* **WORK ITEM**: Extend the column on aging baby boomers and their communities, starting right after its last sentence.

* **TEXT BLOCK**:
* * * * *
Originally published June 10, 2007 at 12:00 AM | Page modified June 10, 2007 at 2:01 AM
Neal Peirce / Syndicated columnist
A blueprint for aging boomers
What will the aging of the baby-boom generation mean for America's communities? Will the folks whose sheer numbers and market...
What will the aging of the baby-boom generation mean for America's communities? Will the folks whose sheer numbers and market mastery brought us endless subdivisions, monster malls and life in the SUV lane want to keep sprawling out in the ample swath of golden years that modern medicine seems to promise them?
Or will many want a return to the more walkable, accessible town and neighborhood settings of yesteryear?
The questions pop out from a read of a new "Blueprint for Action" on how smart communities can adjust to and capitalize on the oncoming tidal wave of seniors, prepared by Partners for Livable Communities for the MetLife Foundation and the National Association of Area Agencies on Aging. The report was released in Washington last month (www.aginginplaceinitiative.org).
The overwhelming number of seniors, it notes, won't be moving off to the Sunbelt (if they're not already there) or be residents in nursing homes. Most will choose to "age in place," in the same homes or close to the same communities they've lived in for years.
But needs often shift at 65-plus — or if not then, 75-plus or 85-plus. Physical strength and reactions wane; eventually, most seniors either can't or shouldn't be driving. Friends, doctors' offices, stores, places of entertainment all become harder to reach. The big house becomes excess space. A home may need new "accessibility" features such as wider doors or grab bars.
So localities, the new blueprint advocates, had better think hard about town planning and services that "aging in place" scenarios will be requiring.
A major target: post-World War II zoning codes that often make it literally illegal to re-create the intimate, mixed-use neighborhoods that marked all of earlier American history. Large minimum lot sizes, setting buildings back from street lines, the separating of residences, shops and offices, and requiring more-than-ample parking — all push us further and further apart.
So communities now need to look to an 180-degree turn — new land-use plans and zoning codes that actually encourage residences within easy walking and biking distance of such basic amenities as food markets, drug stores, cafes, banks and parks. Seniors then could have a normal life, even without a car.
A big potential: widening the supply of "accessory dwelling units" — also called "granny flats" or "mother-in-law apartments." These small upstairs and backyard units, spaced correctly for one or two people, were common in the late 19th and early 20th centuries in towns both large and small. But they've been opposed in recent years by neighbors complaining they'll bring renters or undesirable people into communities, or create parking problems.
* * * * *
(Dataset excerpts)
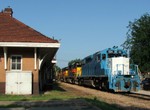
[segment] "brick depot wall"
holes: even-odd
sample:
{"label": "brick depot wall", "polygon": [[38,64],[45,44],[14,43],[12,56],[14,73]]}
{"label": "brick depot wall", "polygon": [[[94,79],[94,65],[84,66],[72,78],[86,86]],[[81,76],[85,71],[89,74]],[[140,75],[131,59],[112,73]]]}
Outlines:
{"label": "brick depot wall", "polygon": [[8,65],[7,65],[8,71],[10,71],[11,55],[22,55],[22,71],[32,71],[33,94],[39,94],[39,77],[38,77],[39,71],[38,69],[34,70],[34,48],[8,48],[7,52],[8,52]]}
{"label": "brick depot wall", "polygon": [[0,94],[5,93],[5,70],[4,70],[4,52],[0,48]]}

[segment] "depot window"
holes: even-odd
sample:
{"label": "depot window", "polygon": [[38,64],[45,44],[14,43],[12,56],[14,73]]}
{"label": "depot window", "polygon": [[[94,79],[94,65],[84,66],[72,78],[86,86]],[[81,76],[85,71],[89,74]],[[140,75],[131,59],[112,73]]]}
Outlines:
{"label": "depot window", "polygon": [[21,70],[22,62],[21,62],[22,56],[21,55],[13,55],[11,56],[11,70]]}

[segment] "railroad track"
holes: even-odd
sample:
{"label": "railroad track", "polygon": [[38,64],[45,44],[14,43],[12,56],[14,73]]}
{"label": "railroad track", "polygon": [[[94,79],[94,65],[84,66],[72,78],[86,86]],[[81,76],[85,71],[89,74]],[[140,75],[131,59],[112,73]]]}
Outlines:
{"label": "railroad track", "polygon": [[[150,95],[145,93],[112,93],[94,88],[61,83],[66,91],[74,92],[77,96],[93,96],[109,104],[115,104],[125,110],[150,110]],[[147,92],[149,93],[149,92]]]}
{"label": "railroad track", "polygon": [[121,95],[143,99],[143,100],[149,100],[150,101],[150,91],[141,91],[141,92],[131,92],[131,93],[120,93]]}

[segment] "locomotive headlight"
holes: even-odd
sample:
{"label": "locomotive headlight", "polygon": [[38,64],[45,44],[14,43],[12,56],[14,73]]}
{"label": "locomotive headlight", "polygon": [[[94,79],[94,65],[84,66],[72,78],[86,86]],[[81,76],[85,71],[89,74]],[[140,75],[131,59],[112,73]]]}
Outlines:
{"label": "locomotive headlight", "polygon": [[118,50],[117,53],[118,53],[118,54],[122,54],[122,51],[121,51],[121,50]]}
{"label": "locomotive headlight", "polygon": [[107,52],[108,52],[108,54],[113,54],[114,53],[113,50],[108,50]]}
{"label": "locomotive headlight", "polygon": [[134,78],[134,76],[131,76],[131,78]]}

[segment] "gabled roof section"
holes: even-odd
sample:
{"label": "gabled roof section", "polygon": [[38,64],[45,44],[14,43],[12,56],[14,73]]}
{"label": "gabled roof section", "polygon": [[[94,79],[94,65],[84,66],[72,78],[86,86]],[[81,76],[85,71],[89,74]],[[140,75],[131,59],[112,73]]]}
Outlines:
{"label": "gabled roof section", "polygon": [[4,12],[0,12],[0,42],[59,43]]}

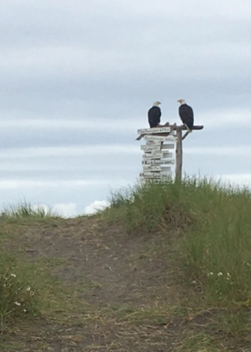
* * * * *
* **ANSWER TO THE PROBLEM**:
Enough already! Seniors can be tenants of such units attached to homes occupied by children or relatives. Or if they still own their homes, seniors can carve out and rent space in them to others, sometimes in exchange for household duties. Or if there's a garage in back, convert it to rental space for a young single person and pick up some extra income.
The new Blueprint includes a raft of new strategies for seniors. Richmond, Va., is among the communities that have instituted "walkability audits" to identify correctable barriers such as short pedestrian crossing cycles or broken sidewalks. For seniors who do still drive, the Michigan Department of Transportation has cut back on injurious crashes through brighter stoplights and larger street-name signs.
Refresher driving courses for older adults, more-flexible transit services, training of law-enforcement officers to detect and report elder abuse — the Blueprint list is extensive. It goes on to include arts and culture programs that involve people of all ages, training for computer literacy, a major emphasis on civic engagement, including seniors meeting to define community priorities and volunteering for counseling and mentoring of schoolchildren.
On the health front, the report lists exercise and active-living programs and a single areawide point of entry for information about services ranging from transportation to doctors' offices to home health care.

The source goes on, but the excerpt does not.